Recorded data »
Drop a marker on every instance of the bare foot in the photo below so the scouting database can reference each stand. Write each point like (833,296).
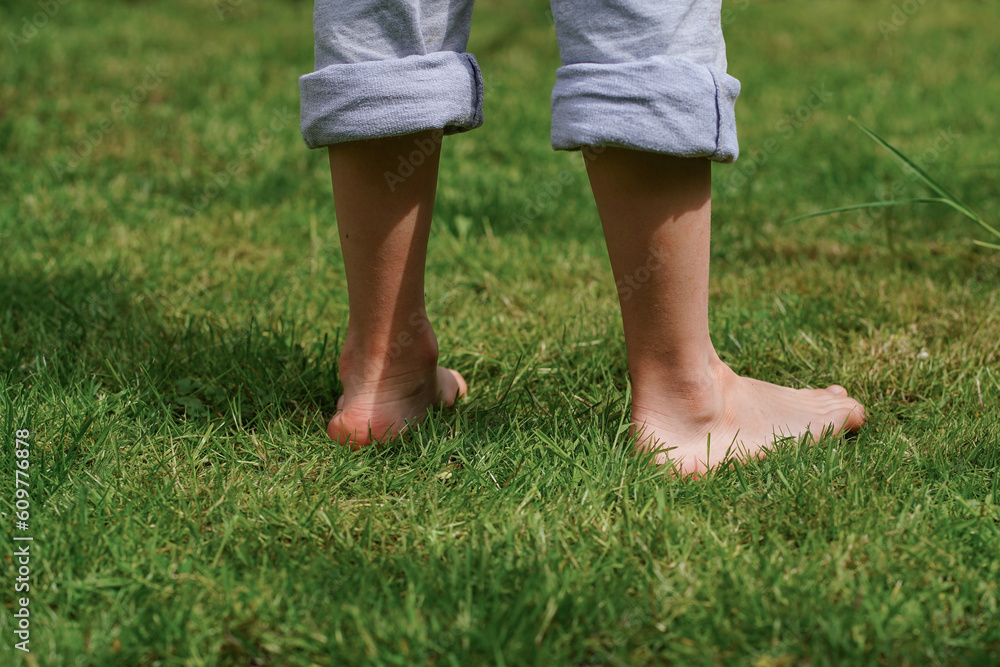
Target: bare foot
(743,416)
(381,400)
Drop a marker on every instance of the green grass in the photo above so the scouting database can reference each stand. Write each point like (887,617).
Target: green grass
(176,367)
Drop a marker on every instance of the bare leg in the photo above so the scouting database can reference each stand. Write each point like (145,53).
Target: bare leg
(656,212)
(389,361)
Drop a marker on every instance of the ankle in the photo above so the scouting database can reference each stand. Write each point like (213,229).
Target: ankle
(366,357)
(695,390)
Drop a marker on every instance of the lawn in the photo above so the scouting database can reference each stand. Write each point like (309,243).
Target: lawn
(172,302)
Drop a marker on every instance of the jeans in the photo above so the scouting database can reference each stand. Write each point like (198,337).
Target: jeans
(642,74)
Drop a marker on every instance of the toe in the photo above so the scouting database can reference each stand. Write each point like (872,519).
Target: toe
(338,431)
(455,387)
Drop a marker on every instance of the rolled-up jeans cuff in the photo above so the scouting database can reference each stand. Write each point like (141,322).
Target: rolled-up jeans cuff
(384,98)
(660,104)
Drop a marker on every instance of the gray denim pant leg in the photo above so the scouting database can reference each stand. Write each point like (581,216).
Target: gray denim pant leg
(390,67)
(642,74)
(645,75)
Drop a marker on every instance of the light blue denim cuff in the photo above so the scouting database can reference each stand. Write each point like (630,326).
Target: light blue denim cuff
(382,98)
(660,104)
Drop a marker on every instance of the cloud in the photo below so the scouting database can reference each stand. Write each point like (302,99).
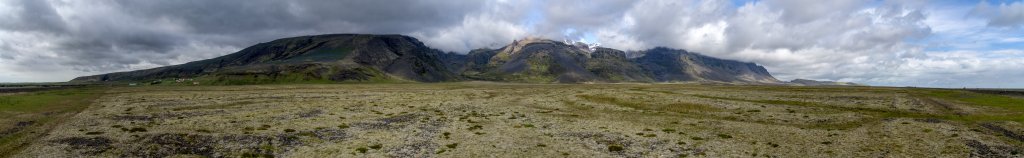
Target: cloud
(890,42)
(101,36)
(1005,14)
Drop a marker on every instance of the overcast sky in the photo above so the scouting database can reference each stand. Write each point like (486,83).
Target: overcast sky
(892,42)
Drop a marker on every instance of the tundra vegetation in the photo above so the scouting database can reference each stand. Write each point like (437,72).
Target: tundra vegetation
(483,119)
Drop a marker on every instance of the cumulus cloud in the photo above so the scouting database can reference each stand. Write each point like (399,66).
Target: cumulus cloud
(889,42)
(1004,14)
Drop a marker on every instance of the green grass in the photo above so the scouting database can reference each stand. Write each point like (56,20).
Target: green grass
(979,99)
(46,109)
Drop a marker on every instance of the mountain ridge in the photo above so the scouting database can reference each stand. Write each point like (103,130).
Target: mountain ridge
(340,57)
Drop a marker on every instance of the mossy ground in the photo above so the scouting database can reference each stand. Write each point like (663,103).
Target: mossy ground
(27,117)
(479,119)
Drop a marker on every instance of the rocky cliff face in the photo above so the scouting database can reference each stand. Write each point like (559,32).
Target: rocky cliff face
(374,57)
(547,61)
(335,57)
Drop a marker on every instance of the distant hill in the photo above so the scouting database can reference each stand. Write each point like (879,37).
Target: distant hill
(815,83)
(343,57)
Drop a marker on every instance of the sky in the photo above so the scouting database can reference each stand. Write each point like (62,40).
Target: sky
(878,42)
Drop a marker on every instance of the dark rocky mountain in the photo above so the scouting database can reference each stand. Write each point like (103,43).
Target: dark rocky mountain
(819,83)
(323,57)
(395,57)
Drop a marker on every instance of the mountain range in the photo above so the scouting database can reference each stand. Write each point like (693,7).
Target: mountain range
(358,57)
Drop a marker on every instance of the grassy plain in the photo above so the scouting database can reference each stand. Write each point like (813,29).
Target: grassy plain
(477,119)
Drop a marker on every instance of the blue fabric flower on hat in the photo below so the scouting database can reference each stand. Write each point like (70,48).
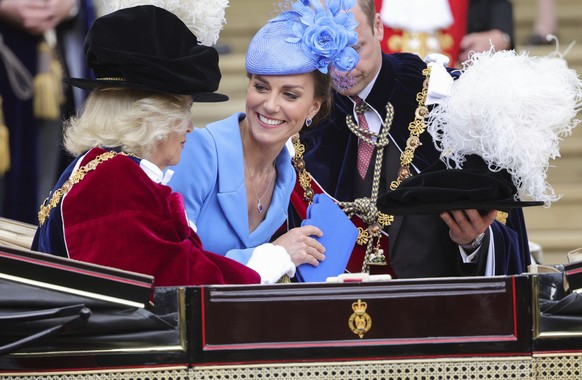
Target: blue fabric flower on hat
(326,34)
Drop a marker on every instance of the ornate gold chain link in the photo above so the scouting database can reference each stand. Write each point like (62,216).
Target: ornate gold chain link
(366,207)
(56,196)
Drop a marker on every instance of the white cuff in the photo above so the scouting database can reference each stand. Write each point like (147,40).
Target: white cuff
(271,262)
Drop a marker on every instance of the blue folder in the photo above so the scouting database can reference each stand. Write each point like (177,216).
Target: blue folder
(339,238)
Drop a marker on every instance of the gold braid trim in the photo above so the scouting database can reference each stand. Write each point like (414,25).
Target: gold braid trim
(56,196)
(366,207)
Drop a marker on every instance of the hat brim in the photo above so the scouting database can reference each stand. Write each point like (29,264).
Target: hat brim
(91,84)
(444,190)
(395,207)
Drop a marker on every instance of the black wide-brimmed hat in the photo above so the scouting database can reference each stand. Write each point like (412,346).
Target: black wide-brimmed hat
(149,48)
(474,187)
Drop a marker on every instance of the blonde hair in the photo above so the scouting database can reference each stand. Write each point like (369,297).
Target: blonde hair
(133,120)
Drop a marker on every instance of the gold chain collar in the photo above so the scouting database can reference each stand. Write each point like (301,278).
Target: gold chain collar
(56,196)
(366,207)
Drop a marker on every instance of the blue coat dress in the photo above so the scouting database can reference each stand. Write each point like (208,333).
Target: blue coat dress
(210,176)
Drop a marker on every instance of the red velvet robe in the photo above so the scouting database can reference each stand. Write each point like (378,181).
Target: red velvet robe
(450,37)
(117,216)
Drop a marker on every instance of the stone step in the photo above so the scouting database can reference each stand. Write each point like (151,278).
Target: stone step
(556,244)
(562,214)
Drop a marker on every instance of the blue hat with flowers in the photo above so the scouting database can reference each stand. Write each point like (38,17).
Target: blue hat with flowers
(309,36)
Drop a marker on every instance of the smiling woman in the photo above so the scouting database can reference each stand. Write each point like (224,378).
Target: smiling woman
(111,206)
(239,197)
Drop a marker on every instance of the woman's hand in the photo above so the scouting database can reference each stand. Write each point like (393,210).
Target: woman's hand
(301,246)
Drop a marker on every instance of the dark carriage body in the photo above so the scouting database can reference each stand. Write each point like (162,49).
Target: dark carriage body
(485,327)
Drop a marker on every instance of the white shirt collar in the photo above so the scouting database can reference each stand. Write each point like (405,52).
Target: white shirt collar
(155,173)
(366,91)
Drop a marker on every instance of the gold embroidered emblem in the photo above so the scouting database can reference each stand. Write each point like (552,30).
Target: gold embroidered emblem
(360,322)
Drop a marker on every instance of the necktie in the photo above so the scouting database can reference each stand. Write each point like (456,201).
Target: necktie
(365,149)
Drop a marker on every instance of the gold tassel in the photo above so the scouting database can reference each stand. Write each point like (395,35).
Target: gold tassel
(4,143)
(48,91)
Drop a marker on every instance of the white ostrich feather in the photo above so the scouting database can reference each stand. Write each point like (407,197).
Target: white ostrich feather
(512,110)
(205,18)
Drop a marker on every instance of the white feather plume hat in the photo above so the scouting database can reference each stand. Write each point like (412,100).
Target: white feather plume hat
(512,110)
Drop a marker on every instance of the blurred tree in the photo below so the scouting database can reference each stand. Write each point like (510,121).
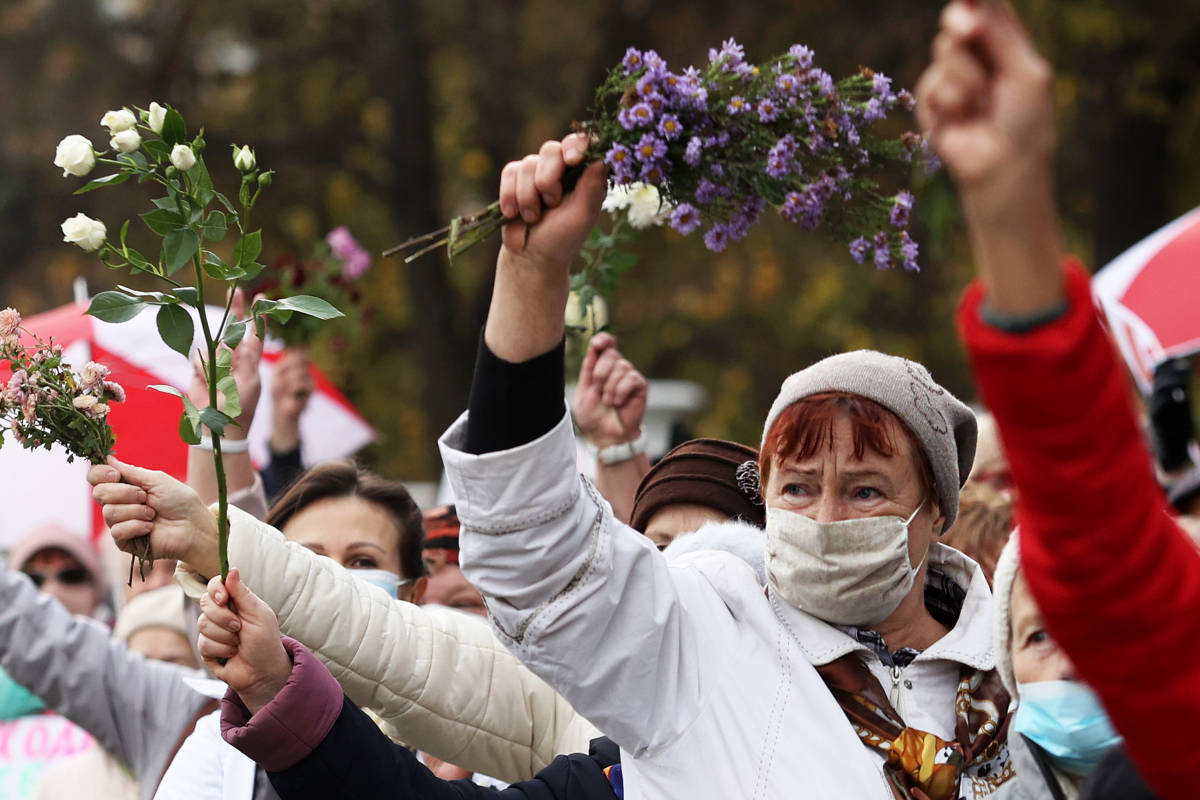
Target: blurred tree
(391,116)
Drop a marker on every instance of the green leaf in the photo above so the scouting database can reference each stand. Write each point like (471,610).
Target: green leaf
(177,329)
(233,334)
(173,128)
(189,295)
(101,182)
(247,250)
(166,390)
(216,226)
(162,221)
(189,428)
(115,307)
(179,247)
(215,420)
(228,386)
(304,304)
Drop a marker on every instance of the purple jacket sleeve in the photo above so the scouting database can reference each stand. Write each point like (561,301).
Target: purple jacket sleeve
(288,728)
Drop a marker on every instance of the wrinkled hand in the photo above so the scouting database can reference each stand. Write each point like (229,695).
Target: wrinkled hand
(985,100)
(610,396)
(245,636)
(532,196)
(246,358)
(154,504)
(291,389)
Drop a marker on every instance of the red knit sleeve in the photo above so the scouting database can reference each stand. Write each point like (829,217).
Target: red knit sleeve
(1119,583)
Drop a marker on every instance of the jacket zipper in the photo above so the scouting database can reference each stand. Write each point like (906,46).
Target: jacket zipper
(894,697)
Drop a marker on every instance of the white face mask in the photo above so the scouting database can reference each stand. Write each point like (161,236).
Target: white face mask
(846,572)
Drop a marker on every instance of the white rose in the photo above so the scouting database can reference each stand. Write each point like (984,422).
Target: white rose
(183,157)
(126,140)
(85,232)
(155,118)
(244,158)
(589,319)
(75,156)
(120,120)
(646,208)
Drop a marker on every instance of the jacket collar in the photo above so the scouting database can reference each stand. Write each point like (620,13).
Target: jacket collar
(969,642)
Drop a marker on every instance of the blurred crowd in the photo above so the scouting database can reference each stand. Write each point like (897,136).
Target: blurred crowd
(889,595)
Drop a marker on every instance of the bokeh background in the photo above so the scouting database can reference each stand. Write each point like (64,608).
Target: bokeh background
(389,116)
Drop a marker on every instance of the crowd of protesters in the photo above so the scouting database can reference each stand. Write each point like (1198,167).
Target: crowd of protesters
(841,611)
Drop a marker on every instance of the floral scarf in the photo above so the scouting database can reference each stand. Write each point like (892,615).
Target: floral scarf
(922,765)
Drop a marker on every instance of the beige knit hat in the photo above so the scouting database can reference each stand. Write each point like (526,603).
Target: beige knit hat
(161,607)
(943,425)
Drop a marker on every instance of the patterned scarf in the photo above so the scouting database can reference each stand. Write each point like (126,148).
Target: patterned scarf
(921,765)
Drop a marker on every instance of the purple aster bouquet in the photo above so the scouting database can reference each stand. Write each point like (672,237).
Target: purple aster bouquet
(46,402)
(724,143)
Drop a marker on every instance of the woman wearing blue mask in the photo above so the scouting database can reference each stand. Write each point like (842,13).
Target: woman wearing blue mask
(1061,739)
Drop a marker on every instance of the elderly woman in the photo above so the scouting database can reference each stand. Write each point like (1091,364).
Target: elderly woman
(867,666)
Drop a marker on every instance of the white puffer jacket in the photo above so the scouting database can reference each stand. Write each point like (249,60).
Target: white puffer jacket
(438,677)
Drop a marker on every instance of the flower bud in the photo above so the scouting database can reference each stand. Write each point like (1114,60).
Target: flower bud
(183,157)
(244,158)
(155,118)
(81,229)
(120,120)
(75,156)
(126,140)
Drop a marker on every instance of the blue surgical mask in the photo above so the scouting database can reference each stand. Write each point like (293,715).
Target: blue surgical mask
(16,701)
(1066,720)
(387,581)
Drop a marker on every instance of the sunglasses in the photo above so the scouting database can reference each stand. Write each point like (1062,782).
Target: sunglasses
(69,577)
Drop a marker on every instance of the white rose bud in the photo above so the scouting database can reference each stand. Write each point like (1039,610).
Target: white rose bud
(183,157)
(81,229)
(126,140)
(75,156)
(155,118)
(244,158)
(120,120)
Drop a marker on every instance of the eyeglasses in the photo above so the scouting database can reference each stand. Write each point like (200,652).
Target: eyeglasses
(70,577)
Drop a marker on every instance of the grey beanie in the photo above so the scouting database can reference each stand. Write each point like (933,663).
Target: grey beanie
(943,425)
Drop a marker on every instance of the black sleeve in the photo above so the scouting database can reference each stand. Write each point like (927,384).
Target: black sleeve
(514,403)
(280,470)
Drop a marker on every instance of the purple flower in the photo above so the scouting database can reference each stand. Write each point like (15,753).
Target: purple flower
(767,110)
(802,54)
(685,218)
(858,250)
(882,252)
(787,83)
(901,209)
(669,126)
(649,149)
(642,115)
(655,172)
(874,110)
(707,191)
(618,156)
(909,251)
(717,238)
(730,55)
(881,85)
(355,260)
(633,61)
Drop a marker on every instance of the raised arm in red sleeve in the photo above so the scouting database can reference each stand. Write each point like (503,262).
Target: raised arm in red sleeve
(1117,581)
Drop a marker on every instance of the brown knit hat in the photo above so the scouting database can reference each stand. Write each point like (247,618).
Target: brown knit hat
(713,473)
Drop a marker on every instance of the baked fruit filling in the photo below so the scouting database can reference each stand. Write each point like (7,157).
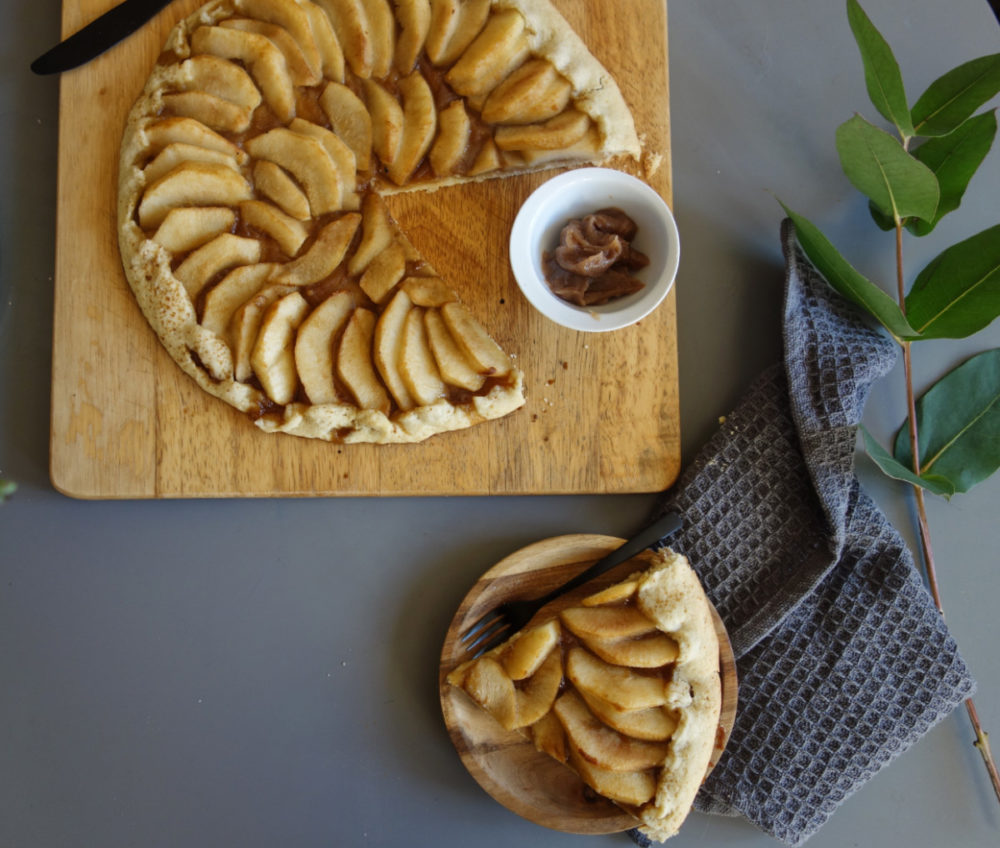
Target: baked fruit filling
(252,227)
(623,687)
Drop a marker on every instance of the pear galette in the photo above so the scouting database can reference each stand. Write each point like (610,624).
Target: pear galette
(252,228)
(623,687)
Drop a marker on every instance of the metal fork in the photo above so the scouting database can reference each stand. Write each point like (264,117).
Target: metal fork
(499,624)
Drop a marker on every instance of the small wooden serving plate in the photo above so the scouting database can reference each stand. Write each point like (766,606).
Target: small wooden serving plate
(506,764)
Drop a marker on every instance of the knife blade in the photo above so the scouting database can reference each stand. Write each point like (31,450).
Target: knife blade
(97,36)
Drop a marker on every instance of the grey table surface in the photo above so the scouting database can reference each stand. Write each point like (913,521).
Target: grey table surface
(260,673)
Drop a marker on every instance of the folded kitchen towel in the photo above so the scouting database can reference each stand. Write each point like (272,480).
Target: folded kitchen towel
(844,662)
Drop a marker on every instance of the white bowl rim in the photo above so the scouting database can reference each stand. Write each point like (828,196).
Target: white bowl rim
(587,181)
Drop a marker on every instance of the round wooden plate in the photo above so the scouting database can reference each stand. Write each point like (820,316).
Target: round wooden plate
(506,764)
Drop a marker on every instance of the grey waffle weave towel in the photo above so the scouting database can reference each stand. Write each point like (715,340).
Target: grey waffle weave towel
(843,660)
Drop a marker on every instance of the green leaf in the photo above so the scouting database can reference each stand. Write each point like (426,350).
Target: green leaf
(958,293)
(882,75)
(843,277)
(958,424)
(879,167)
(954,158)
(892,468)
(950,99)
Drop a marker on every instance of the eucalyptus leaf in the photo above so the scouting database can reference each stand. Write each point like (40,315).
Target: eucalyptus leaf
(879,167)
(958,424)
(954,159)
(843,277)
(882,75)
(895,469)
(958,293)
(953,97)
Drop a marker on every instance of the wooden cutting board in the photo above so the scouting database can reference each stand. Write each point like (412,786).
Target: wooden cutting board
(602,408)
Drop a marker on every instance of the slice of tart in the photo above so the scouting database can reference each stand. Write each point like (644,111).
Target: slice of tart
(251,224)
(623,687)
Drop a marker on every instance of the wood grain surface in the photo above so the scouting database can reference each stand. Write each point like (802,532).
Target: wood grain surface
(506,764)
(602,408)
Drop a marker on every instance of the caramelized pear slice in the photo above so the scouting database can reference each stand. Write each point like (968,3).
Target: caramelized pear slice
(222,252)
(614,684)
(493,690)
(452,362)
(416,362)
(187,228)
(523,656)
(314,346)
(273,357)
(605,748)
(355,366)
(350,120)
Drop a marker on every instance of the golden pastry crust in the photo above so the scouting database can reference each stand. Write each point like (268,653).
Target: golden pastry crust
(260,139)
(623,687)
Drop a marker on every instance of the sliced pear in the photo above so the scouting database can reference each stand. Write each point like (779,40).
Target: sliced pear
(325,254)
(452,362)
(388,343)
(607,622)
(225,79)
(230,293)
(557,133)
(331,55)
(273,182)
(222,252)
(534,92)
(524,655)
(501,47)
(178,153)
(350,120)
(655,724)
(176,130)
(299,68)
(616,685)
(315,344)
(273,357)
(428,291)
(414,18)
(245,327)
(283,228)
(493,690)
(652,651)
(376,235)
(306,159)
(487,159)
(341,155)
(630,788)
(601,745)
(454,25)
(350,23)
(260,55)
(539,693)
(416,362)
(387,121)
(383,272)
(355,366)
(613,594)
(192,184)
(290,16)
(549,737)
(419,126)
(486,355)
(454,128)
(212,111)
(190,227)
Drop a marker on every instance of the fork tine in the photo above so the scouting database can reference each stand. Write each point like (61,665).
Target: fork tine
(495,631)
(487,619)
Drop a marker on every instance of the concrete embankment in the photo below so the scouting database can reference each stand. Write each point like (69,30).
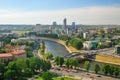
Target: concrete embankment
(108,59)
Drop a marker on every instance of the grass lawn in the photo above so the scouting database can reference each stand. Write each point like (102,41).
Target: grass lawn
(58,78)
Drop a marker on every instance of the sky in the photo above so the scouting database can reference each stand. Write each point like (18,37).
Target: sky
(92,12)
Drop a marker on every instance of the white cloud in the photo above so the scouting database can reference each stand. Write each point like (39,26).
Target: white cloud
(88,15)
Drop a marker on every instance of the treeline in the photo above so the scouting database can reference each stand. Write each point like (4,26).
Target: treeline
(106,69)
(31,44)
(64,37)
(48,35)
(29,52)
(69,63)
(23,68)
(76,43)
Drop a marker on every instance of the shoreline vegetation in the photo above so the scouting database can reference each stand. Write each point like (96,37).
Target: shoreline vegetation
(99,58)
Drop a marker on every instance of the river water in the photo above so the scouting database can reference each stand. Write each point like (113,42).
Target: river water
(59,50)
(55,48)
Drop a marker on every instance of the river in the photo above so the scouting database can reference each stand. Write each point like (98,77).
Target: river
(55,48)
(59,50)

Exercise task » Emit an exact copy of the lines from the line bearing "Drop a marker on every instance of the fork" through the last line above, inclusive, and leave the images out.

Task answer »
Drop a marker on every instance of the fork tine in the photo above so the scouting database can reference each stand. Write each point like (61,665).
Target: fork tine
(495,631)
(487,619)
Drop a marker on every instance of the concrete embankment in the photo below so the scouting database can reference each stand. Write each point like (69,30).
Target: concrete embankment
(108,59)
Drop a marker on every instance of the grass lawn in the photo above so the scouting database can reference each stand. Write each point like (102,41).
Target: grass lawn
(58,78)
Drop a marker on every instance of the sky in the photo above so the scouting database can reference each stand. Write each point like (18,37).
Target: sky
(92,12)
Drop a marker on every instance of the white cloud in the photo above so the scouting database can reference each stand. Write each point like (39,26).
Target: white cloud
(88,15)
Drop a marker on every instance of the treeline in the photo above so the scouting database can reference each stand. Write each point like (4,26).
Target: treeline
(106,69)
(31,44)
(64,37)
(48,35)
(29,52)
(69,63)
(23,68)
(76,43)
Drop a marker on every instance of the shoreline vegetation in the photo above so the scouting database can reference each stand. Write each point like (96,37).
Target: shoreline vegetation
(99,58)
Drop a marker on every instance of the river water in the photo above so the scouting database can reference each stand. Write each point like (113,42).
Target: river water
(59,50)
(55,48)
Drop a marker on every instance of the river in the photo above so the scouting database can reference each stand. Write each point like (98,77).
Target: river
(55,48)
(59,50)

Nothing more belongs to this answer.